### Text segment
Starting Drill in Distributed Mode

Dec 30, 2015

To use Drill in distributed mode, you first need to start a Drill daemon (Drillbit) on each node in the cluster. Start the Drillbit before attempting to connect a client. To start the Drillbit, use the drillbit.sh command.

Note

If you use Drill in embedded mode, do not use the drillbit.sh command.

Using the drillbit.sh Command

In addition to starting a Drillbit, you use the drillbit.sh command to perform the other tasks:

  • Check the status of the Drillbit
  • Stop or restart a Drillbit
  • Configure a Drillbit to restart by default

You can use a configuration file to start Drillbits. Using such a file is handy for controlling Drillbits on multiple nodes.

drillbit.sh Command Syntax

drillbit.sh [--config <conf-dir>] (start|stop|status|restart|autorestart)

For example, to restart a Drillbit on a tarball installation, navigate to the Drill installation directory, and issue the following command from the installation directory:

bin/drillbit.sh restart

Starting the Drill Shell

Using the Drill shell, you can interactively query data in connected data sources using SQL commands. To start the Drill shell, run one of the following scripts, which are located in the bin directory of the Drill installation:

  • drill-conf
    Opens the Drill shell using the connection string to ZooKeeper nodes specified in drill-override.conf in <installation directory>/conf.
  • drill-localhost
    Opens the Drill shell using a connection to the ZooKeeper running on the local host.

The Drill prompt appears when you start the Drill shell.

Issue the following query to check the Drillbits running in the cluster: 0: jdbc:drill:zk=<zk1host>:<port> SELECT * FROM sys.drillbits;
Drill lists information about the Drillbits that are running, such as the host name and data port number.

Using an Ad-Hoc Connection to Drill

To use a custom connection to Drill, but not alter the connection string in drill-conf that you normally use, start the Drill shell on an ad-hoc basis using sqlline. For example, to start the Drill shell using a particular storage plugin as a schema, use the following command syntax:

sqlline –u jdbc:drill:[schema=<storage plugin>;]zk=<zk name>[:<port>][,<zk name2>[:<port>]... ]

sqlline Arguments and Connection Parameters

  • -u is the option that precedes a connection string. Required.

### Records
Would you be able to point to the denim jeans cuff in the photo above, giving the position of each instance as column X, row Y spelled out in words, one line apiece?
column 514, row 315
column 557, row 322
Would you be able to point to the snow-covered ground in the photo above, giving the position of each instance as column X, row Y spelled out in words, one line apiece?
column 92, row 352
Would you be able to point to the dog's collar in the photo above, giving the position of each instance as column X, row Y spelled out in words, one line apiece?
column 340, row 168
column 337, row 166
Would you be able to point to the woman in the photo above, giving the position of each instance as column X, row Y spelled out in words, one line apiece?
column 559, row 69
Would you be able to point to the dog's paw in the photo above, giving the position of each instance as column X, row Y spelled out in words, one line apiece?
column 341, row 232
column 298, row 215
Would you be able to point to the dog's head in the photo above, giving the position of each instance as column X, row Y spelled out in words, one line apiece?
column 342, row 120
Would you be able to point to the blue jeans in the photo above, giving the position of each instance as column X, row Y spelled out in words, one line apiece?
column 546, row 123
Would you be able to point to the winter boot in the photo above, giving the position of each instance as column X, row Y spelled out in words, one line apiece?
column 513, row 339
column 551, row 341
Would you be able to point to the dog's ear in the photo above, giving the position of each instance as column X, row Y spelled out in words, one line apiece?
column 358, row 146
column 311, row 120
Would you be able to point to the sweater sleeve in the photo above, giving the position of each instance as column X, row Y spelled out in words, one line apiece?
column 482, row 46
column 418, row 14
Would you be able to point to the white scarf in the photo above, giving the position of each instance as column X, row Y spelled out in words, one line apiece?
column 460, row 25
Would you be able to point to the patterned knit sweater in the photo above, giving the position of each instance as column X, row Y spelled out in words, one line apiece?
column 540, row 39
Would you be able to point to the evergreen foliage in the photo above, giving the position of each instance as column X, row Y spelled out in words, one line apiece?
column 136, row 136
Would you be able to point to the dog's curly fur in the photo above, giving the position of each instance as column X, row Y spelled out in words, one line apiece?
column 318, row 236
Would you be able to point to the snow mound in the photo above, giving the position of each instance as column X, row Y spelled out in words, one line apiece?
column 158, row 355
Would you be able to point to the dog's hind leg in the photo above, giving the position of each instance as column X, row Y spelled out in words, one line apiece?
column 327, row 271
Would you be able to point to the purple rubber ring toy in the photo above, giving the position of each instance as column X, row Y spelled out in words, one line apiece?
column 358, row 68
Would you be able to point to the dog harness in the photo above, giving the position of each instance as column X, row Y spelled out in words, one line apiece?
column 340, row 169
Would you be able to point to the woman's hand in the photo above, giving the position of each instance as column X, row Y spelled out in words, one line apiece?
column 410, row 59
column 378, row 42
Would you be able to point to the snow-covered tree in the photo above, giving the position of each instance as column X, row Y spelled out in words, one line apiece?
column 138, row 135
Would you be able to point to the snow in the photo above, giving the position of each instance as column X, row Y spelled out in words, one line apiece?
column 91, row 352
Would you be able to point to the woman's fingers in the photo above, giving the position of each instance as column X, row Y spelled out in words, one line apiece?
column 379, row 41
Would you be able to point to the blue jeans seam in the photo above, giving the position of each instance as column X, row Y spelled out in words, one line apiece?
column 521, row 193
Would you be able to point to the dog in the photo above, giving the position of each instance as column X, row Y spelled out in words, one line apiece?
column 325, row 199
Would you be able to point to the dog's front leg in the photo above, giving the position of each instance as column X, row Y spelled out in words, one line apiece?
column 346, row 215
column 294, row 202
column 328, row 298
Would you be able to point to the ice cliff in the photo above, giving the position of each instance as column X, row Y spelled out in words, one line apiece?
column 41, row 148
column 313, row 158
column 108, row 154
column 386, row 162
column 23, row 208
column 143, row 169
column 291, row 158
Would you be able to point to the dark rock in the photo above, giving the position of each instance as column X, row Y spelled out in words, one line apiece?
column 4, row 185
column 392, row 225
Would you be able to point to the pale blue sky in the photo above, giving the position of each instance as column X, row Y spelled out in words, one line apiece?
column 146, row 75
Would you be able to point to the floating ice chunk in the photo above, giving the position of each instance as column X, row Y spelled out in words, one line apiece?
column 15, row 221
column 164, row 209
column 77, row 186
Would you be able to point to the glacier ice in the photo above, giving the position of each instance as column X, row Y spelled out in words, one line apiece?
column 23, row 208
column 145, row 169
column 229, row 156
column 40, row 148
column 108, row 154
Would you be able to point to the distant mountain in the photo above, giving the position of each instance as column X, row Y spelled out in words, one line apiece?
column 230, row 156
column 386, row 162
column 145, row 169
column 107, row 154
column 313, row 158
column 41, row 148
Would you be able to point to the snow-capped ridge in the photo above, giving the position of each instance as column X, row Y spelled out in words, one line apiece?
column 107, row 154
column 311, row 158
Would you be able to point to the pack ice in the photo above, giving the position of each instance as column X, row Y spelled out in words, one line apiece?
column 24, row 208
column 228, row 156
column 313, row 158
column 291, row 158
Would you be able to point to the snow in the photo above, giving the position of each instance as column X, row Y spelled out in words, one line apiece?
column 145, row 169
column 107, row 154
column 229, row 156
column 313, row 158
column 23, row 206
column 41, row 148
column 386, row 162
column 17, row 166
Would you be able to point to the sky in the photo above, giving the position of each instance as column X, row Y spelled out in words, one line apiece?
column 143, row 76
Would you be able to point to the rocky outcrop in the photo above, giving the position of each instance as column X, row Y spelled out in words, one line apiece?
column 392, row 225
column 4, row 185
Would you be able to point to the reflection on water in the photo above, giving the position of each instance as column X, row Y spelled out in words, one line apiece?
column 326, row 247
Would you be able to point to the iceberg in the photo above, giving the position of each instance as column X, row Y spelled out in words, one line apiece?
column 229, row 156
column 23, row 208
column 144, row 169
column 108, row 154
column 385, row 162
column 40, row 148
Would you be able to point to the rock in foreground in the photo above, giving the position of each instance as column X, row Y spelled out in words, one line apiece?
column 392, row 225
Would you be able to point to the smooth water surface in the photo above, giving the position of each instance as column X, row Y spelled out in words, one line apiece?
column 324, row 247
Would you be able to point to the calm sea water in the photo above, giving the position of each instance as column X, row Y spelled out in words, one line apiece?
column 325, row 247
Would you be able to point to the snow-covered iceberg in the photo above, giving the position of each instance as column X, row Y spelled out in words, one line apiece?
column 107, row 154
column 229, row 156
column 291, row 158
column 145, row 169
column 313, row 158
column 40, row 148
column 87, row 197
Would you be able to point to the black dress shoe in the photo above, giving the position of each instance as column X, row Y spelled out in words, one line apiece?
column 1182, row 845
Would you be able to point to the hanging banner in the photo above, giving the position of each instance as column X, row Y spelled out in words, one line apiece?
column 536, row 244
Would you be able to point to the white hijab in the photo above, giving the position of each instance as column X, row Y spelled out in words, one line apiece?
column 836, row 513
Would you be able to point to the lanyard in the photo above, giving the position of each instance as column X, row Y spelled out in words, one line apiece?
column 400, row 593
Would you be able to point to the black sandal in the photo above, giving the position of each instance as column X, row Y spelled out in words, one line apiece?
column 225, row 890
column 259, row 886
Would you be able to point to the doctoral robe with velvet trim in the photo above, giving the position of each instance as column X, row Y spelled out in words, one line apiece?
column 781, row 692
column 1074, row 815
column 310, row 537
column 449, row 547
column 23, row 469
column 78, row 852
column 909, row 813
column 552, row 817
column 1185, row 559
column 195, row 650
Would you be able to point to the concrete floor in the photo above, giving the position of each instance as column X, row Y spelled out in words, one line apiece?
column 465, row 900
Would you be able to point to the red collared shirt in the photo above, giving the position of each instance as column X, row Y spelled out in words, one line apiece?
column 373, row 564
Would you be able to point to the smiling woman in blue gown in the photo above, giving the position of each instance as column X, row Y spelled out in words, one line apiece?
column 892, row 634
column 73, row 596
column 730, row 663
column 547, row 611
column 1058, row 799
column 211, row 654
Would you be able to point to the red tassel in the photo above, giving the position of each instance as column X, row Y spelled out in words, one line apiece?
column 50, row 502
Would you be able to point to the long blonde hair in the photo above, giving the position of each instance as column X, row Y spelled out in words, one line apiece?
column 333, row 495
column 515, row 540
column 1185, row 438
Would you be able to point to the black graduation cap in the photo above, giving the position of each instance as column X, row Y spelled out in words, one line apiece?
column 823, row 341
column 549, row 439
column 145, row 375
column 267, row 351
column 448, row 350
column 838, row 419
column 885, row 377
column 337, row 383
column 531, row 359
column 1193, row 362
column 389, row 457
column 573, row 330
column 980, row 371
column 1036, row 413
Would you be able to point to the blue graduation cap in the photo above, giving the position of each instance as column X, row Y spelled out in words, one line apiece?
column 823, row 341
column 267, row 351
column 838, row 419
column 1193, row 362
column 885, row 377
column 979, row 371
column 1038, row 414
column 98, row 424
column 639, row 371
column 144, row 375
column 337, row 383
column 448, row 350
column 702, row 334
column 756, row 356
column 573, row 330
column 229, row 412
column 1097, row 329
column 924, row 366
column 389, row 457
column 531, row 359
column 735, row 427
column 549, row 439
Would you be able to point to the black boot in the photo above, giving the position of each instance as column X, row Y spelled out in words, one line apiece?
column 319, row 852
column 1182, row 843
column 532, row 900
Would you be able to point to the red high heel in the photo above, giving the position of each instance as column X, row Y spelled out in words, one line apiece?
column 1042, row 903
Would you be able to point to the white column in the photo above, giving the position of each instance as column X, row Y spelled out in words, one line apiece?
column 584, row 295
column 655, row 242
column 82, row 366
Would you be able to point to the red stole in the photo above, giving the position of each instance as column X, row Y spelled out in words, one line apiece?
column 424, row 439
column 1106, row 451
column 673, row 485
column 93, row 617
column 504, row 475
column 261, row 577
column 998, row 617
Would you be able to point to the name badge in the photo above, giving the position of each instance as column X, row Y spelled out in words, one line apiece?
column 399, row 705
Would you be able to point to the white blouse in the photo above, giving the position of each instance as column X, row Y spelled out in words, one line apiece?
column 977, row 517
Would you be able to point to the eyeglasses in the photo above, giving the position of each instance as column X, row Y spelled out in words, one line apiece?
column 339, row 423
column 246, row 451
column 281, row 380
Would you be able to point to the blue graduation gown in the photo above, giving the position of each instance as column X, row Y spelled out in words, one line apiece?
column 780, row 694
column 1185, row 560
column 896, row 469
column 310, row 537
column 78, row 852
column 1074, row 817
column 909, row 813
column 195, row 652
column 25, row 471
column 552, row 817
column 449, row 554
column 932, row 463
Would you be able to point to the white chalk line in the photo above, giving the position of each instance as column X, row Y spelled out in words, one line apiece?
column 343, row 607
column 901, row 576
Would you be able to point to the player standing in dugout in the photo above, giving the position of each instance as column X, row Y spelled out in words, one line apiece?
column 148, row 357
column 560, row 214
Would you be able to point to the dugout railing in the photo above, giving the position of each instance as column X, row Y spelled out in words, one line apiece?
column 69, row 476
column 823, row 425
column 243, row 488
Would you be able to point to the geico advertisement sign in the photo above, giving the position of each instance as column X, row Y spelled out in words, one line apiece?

### Written task
Reproduce word for word the part of the text above on starting Drill in distributed mode that opens with the words containing "For example, to restart" and closes with "the Drill shell.".

### Answer
For example, to restart a Drillbit on a tarball installation, navigate to the Drill installation directory, and issue the following command from the installation directory:

bin/drillbit.sh restart

Starting the Drill Shell

Using the Drill shell, you can interactively query data in connected data sources using SQL commands. To start the Drill shell, run one of the following scripts, which are located in the bin directory of the Drill installation:

  • drill-conf
    Opens the Drill shell using the connection string to ZooKeeper nodes specified in drill-override.conf in <installation directory>/conf.
  • drill-localhost
    Opens the Drill shell using a connection to the ZooKeeper running on the local host.

The Drill prompt appears when you start the Drill shell.